**Exercise instructions:** No pictures should be carried over. Output all other parts of the entries verbatim.

**Data supplied:**
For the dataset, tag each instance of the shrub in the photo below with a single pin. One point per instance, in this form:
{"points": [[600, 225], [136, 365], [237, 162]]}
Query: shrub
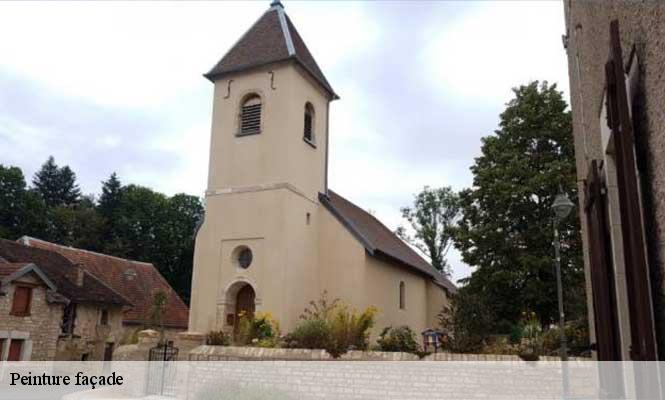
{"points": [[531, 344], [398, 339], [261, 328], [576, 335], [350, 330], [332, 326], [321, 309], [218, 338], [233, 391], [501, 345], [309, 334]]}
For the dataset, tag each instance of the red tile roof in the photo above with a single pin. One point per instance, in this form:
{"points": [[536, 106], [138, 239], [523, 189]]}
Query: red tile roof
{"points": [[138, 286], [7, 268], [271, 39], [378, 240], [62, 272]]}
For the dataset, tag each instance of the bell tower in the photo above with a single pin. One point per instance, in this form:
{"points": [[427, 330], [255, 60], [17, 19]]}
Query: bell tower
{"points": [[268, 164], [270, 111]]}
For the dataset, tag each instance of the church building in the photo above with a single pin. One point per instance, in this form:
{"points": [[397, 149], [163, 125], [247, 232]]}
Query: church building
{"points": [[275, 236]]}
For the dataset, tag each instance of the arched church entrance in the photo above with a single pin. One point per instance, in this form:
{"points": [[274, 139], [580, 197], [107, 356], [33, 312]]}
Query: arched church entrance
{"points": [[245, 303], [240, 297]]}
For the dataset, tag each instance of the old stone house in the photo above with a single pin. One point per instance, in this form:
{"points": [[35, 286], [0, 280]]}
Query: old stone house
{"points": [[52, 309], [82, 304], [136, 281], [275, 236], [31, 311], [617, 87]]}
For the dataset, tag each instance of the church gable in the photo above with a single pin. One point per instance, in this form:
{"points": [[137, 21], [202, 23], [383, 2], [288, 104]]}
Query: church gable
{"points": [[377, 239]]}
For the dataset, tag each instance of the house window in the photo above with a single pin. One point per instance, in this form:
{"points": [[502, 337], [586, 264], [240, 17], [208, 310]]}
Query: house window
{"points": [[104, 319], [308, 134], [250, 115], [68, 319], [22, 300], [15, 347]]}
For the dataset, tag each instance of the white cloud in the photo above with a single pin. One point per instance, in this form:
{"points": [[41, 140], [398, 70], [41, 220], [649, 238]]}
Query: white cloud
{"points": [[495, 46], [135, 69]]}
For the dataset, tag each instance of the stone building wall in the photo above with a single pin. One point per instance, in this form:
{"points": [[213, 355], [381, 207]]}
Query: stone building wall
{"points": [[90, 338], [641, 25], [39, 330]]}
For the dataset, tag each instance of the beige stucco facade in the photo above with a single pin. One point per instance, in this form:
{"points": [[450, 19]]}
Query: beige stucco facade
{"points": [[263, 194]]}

**Solution to the problem:**
For the dataset, tag each instance of the shrub in the photo below with a single pin. One point per instance, in this form:
{"points": [[600, 225], [136, 365], [237, 162]]}
Query: shrub
{"points": [[531, 344], [398, 339], [261, 328], [576, 335], [350, 330], [332, 326], [321, 309], [218, 338], [233, 391], [501, 345], [309, 334]]}
For the dataset, tag each instance of the red tile roof in the photo above with a single pin. One point per instance, in this form:
{"points": [[536, 106], [138, 239], [523, 189]]}
Query: red tile roof
{"points": [[138, 286], [7, 268], [271, 39], [378, 240], [62, 272]]}
For the dataset, tag each instance of the bell tower in the photo above with a single pin. One point per instance, in this form:
{"points": [[427, 330], [255, 60], [17, 19]]}
Query: bell tower
{"points": [[268, 164], [270, 111]]}
For the dataset, tag each instance of the church building in the photo above with a single pin. One point per instance, in this form:
{"points": [[397, 149], [163, 125], [247, 232]]}
Query: church building
{"points": [[275, 236]]}
For the dataset, tag each instance of the arched church entrance in the photo above with a single pin. One point per instance, in this form:
{"points": [[274, 139], [580, 197], [107, 356], [33, 312]]}
Query: arched church entrance
{"points": [[245, 303], [240, 297]]}
For the dataset, tag each instance of the old stone house in the photo above with a single pin. One point per instance, in this form:
{"points": [[35, 286], [0, 280]]}
Query: old stone house
{"points": [[52, 309], [82, 304], [136, 281], [275, 236], [31, 311], [617, 87]]}
For the dataset, tag each instance of the church gable in the photo above with a single pin. One point per instance, in this form:
{"points": [[137, 21], [202, 23], [383, 2], [288, 104]]}
Query: church gable
{"points": [[377, 239]]}
For the dataset, tag each instance of the house window in the photo above with a single pin. One point per instance, in this form:
{"points": [[502, 337], [586, 264], [240, 17], [208, 310]]}
Query: house window
{"points": [[104, 319], [308, 134], [250, 115], [68, 319], [22, 300], [15, 347]]}
For the dataset, tag each instance of the white cloud in the photo above with a single pin. One point per instance, in this form:
{"points": [[41, 140], [398, 70], [41, 220], [649, 238]]}
Query: white cloud
{"points": [[495, 46], [135, 69]]}
For the dataset, tag each instance of the stone building wall in the photo above with a single pin. One point per instance, in this form:
{"points": [[213, 355], [381, 207]]}
Query: stone building wall
{"points": [[90, 338], [641, 25], [39, 330]]}
For the dataset, tag each instance of the beige stucco facade in the photo above with a single pin. One point per instance, in this form:
{"points": [[450, 19]]}
Query: beige stucco facade
{"points": [[263, 194]]}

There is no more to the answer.